- TASK DIRECTIONS:
From the listing that follows, count the lines including "tray" and give the number alone.

PROVIDED MATERIAL: Begin

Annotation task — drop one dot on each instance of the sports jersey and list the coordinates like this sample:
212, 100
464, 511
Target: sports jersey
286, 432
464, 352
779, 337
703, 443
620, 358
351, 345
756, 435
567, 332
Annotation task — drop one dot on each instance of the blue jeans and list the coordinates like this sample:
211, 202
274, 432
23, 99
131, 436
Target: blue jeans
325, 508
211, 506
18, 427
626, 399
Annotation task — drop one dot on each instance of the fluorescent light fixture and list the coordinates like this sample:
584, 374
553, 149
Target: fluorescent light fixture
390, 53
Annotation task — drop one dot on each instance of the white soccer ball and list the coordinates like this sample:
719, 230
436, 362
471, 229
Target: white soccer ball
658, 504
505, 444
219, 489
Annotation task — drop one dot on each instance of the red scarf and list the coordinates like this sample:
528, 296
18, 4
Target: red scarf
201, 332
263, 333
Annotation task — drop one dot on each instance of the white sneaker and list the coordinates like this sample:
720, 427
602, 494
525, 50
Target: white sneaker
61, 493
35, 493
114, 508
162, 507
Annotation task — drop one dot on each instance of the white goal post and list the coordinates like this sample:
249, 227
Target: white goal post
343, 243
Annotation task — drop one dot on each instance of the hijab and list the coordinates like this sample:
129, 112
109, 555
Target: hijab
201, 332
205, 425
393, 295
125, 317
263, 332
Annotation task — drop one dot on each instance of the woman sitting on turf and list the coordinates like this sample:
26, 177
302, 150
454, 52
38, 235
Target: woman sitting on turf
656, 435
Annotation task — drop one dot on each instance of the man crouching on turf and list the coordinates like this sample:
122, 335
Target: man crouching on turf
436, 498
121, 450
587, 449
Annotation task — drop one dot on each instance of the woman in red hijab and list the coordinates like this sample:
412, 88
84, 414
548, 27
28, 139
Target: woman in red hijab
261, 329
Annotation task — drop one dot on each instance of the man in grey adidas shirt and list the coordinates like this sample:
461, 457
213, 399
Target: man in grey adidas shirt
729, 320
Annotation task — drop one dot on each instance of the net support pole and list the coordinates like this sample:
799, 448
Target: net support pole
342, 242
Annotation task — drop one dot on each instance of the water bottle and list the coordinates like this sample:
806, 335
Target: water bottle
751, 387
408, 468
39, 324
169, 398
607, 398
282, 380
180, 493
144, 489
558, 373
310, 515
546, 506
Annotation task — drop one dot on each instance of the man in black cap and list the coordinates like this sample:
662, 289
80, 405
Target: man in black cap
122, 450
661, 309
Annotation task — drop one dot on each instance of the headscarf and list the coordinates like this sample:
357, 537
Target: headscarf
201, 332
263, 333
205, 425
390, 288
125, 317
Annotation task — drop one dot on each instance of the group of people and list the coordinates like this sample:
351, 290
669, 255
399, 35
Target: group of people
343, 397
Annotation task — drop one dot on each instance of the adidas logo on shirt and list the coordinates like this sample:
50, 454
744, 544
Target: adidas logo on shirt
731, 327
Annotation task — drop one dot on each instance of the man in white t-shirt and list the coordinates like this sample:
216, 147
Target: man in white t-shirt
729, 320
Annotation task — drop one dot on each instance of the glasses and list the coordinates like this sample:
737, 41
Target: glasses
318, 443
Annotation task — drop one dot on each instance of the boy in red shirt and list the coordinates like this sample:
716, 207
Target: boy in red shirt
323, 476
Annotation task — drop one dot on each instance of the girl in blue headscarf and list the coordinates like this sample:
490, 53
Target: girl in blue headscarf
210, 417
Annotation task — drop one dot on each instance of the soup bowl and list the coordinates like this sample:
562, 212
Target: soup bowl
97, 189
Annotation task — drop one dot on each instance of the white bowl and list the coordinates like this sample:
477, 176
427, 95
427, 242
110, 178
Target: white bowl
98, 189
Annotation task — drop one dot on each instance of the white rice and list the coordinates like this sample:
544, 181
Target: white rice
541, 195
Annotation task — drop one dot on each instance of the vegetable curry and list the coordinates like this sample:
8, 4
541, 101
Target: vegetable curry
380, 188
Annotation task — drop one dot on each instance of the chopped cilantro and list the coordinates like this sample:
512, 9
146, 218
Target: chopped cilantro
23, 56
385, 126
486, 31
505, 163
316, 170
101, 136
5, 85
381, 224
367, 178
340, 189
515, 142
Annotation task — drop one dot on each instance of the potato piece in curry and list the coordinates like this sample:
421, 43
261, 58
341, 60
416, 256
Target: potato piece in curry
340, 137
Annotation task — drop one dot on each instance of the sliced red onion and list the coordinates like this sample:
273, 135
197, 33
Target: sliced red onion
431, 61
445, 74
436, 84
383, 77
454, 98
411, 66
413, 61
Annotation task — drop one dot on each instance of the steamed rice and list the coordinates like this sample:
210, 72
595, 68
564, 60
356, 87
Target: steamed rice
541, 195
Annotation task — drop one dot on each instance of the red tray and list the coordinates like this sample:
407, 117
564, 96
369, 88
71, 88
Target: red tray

PROVIDED MATERIAL: End

- RESULT OF THIS EXERCISE:
2